*Document source*
Dossier : IMM-1786-08

Référence : 2008 CF 1386

Ottawa (Ontario), ce 22e jour de décembre 2008

En présence de l’honorable juge Pinard

ENTRE :

NELLIE LUGO ADUNA

ASHLEY ANDRADE LUGO

ANGEL RODRIGO ANDRADE LUGO

ALEJJANDRO ANDRADE LUGO

 

Demandeurs

 

et

LE MINISTRE DE LA CITOYENNETÉ

ET DE L’IMMIGRATION

Défendeur

 

 

 

MOTIFS DU JUGEMENT ET JUGEMENT

 

[1]          Il s’agit d’une demande de contrôle judiciaire, en vertu du paragraphe 72(1) de la Loi sur l’immigration et la protection des réfugiés, L.C. (2001), ch. 27, d’une décision rendue le 27 février 2008 par l’agente d’examen de risques avant renvoi (« l’agente ERAR »).

 

[2]          Nellie Lugo Aduna (« la demanderesse principale ») et ses trois enfants – Ashley, Alejandro et Angel Rodrigo Andrade Lugo – sont citoyens mexicains.

 

[3]          Dans une lettre datée du 27 février 2008, l’agente ERAR indique que la demande d’examen de risques avant renvoi a été rejetée pour le motif suivant :

Il a été établi que vous ne risquiez pas d’être torturé ou persécuté, de subir des traitements ou un châtiment cruels ou inhabituels ou de voir votre vie menacée advenant un renvoi vers votre pays de nationalité ou de résidence habituelle.

 

 

 

[4]          Dans son analyse des risques allégués par la demanderesse principale, l’agente ERAR observe que la demanderesse principale réitère largement les mêmes allégations que celles faites devant la Section de la protection des réfugiés (« SPR »). De plus, l’agente a considéré la nouvelle preuve qu’on lui a présentée, soit celle de l’arrestation du père de la demanderesse principale et de sa mort en prison. Elle conclut :

Malgré toute la sympathie que l’on puisse éprouver envers la demanderesse pour la mort violente de son père, les nouveaux éléments de preuve déposés ne permettent pas de faire un lien entre cette tragédie et les allégations de la demanderesse.

*Consignes*
(a) Répondez à ces questions d’après le jugement :
(i) À quelle date l’agente ERAR a-t-elle rendu sa décision ?
(ii) De quel pays la demanderesse principale et ses enfants sont-ils citoyens ?
(iii) Quelle nouvelle preuve l’agente a-t-elle examinée ?
(b) Traduisez en anglais cette phrase du jugement : « Nellie Lugo Aduna (« la demanderesse principale ») et ses trois enfants – Ashley, Alejandro et Angel Rodrigo Andrade Lugo – sont citoyens mexicains. »
(c) Pour chaque affirmation, indiquez par oui ou non si elle concorde avec le jugement, en citant les mots décisifs :
(i) Le jugement est daté du 22 décembre 2008 à Ottawa.
(ii) Devant l’agente, la demanderesse principale présente des allégations entièrement nouvelles.
(iii) L’agente estime que les nouveaux éléments de preuve établissent un lien avec les allégations de la demanderesse.
Les lignes n’ont aucun rôle dans cet exercice.

*Données affichées*
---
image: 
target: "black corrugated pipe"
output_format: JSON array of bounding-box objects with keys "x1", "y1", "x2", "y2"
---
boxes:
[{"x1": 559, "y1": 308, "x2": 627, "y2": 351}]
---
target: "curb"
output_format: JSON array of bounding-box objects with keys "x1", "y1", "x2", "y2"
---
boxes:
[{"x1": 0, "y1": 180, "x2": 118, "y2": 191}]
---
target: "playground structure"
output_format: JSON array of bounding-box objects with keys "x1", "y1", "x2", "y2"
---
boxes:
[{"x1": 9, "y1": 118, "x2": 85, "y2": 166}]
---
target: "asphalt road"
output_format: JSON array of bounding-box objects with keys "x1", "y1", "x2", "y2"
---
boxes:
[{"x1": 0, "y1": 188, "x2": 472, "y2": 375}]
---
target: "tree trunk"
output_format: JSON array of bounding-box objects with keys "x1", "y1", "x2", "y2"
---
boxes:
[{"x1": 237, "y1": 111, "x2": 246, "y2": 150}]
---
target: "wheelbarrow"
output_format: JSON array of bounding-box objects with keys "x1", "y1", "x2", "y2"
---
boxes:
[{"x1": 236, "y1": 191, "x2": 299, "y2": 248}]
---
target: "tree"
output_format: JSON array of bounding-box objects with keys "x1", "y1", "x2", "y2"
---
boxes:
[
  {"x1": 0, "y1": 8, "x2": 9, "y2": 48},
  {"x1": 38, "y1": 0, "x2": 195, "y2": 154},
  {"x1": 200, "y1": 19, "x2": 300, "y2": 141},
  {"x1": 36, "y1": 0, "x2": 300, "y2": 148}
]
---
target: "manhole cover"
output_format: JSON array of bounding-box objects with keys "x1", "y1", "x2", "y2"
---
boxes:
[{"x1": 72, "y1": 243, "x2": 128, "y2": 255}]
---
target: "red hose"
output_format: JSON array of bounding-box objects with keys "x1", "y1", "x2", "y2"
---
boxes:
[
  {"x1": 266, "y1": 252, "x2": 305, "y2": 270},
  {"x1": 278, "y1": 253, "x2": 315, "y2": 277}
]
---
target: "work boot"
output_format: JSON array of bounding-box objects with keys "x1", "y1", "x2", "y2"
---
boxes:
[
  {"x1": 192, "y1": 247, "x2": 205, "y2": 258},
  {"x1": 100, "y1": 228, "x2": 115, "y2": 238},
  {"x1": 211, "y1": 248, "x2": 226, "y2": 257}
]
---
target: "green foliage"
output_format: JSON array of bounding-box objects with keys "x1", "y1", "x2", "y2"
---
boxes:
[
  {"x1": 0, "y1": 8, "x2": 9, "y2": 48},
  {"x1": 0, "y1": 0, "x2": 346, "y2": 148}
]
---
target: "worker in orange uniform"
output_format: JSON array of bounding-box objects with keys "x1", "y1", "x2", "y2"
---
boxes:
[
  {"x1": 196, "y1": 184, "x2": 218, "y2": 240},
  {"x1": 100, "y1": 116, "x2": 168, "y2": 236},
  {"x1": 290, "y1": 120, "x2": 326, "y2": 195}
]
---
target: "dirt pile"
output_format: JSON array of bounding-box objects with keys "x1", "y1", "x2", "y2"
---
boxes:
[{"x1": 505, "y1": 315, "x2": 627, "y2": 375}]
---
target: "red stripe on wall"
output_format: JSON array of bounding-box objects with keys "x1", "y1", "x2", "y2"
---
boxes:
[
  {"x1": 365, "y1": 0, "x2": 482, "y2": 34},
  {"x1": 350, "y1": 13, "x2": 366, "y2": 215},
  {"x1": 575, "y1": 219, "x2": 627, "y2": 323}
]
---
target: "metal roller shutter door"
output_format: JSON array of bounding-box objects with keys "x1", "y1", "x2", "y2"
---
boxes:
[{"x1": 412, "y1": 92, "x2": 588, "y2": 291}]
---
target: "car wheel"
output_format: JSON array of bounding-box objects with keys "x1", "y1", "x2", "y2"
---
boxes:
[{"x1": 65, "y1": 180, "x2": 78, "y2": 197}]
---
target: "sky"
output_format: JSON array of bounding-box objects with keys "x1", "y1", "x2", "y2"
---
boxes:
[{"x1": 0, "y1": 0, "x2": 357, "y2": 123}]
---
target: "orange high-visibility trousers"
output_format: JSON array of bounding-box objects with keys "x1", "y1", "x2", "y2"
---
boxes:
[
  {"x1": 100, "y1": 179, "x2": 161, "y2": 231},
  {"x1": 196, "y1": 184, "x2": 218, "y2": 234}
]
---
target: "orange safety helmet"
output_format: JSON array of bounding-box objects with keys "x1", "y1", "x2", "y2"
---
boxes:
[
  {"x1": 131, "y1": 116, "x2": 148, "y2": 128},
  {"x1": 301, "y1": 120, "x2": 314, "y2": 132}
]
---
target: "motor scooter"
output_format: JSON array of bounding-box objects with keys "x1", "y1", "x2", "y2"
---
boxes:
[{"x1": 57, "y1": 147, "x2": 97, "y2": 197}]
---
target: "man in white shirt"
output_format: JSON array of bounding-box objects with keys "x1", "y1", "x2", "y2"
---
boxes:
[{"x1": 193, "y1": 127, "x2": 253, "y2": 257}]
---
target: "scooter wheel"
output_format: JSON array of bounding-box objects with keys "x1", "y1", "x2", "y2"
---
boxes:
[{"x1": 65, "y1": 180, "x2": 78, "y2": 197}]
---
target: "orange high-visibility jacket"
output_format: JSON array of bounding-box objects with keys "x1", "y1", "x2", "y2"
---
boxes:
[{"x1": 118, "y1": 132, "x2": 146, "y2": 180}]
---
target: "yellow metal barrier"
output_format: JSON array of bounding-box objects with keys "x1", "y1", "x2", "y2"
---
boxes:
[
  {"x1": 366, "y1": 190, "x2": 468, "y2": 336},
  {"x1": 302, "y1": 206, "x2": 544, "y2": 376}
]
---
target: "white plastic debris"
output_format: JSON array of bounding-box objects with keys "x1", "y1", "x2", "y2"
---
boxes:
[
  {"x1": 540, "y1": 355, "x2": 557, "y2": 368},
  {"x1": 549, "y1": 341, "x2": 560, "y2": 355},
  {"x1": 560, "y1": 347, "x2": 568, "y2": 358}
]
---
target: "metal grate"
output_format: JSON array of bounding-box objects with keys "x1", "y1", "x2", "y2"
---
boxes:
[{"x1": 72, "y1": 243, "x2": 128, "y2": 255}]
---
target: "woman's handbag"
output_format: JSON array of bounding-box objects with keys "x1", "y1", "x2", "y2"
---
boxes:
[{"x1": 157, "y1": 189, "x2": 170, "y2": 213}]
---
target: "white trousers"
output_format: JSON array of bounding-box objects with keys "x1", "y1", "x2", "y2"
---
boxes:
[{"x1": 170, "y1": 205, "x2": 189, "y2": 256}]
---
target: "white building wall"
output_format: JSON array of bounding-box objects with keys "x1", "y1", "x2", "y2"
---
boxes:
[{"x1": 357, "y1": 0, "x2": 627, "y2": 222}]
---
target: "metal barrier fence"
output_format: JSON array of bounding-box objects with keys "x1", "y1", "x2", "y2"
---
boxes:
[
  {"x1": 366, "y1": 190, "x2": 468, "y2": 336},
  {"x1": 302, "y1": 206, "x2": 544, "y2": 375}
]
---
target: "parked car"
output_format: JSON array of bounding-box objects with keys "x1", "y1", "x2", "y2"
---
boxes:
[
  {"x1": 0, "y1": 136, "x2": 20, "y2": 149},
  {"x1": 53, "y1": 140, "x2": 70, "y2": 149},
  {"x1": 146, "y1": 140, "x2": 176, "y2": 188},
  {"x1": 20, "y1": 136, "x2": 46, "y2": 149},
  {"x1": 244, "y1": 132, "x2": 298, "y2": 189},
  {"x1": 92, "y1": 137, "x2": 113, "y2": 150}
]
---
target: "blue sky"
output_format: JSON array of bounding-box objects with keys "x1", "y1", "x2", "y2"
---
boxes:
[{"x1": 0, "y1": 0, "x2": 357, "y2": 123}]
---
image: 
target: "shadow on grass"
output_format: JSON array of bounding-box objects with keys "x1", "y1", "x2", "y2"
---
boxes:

*Réponses*
(a)
(i) Le 27 février 2008.
(ii) Du Mexique : ils sont citoyens mexicains.
(iii) La preuve de l’arrestation du père de la demanderesse principale et de sa mort en prison.

(b) Nellie Lugo Aduna (“the principal applicant”) and her three children – Ashley, Alejandro and Angel Rodrigo Andrade Lugo – are Mexican citizens.

(c)
(i) Oui : « Ottawa (Ontario), ce 22e jour de décembre 2008 ».
(ii) Non : « la demanderesse principale réitère largement les mêmes allégations que celles faites devant la Section de la protection des réfugiés ».
(iii) Non : « les nouveaux éléments de preuve déposés ne permettent pas de faire un lien entre cette tragédie et les allégations de la demanderesse ».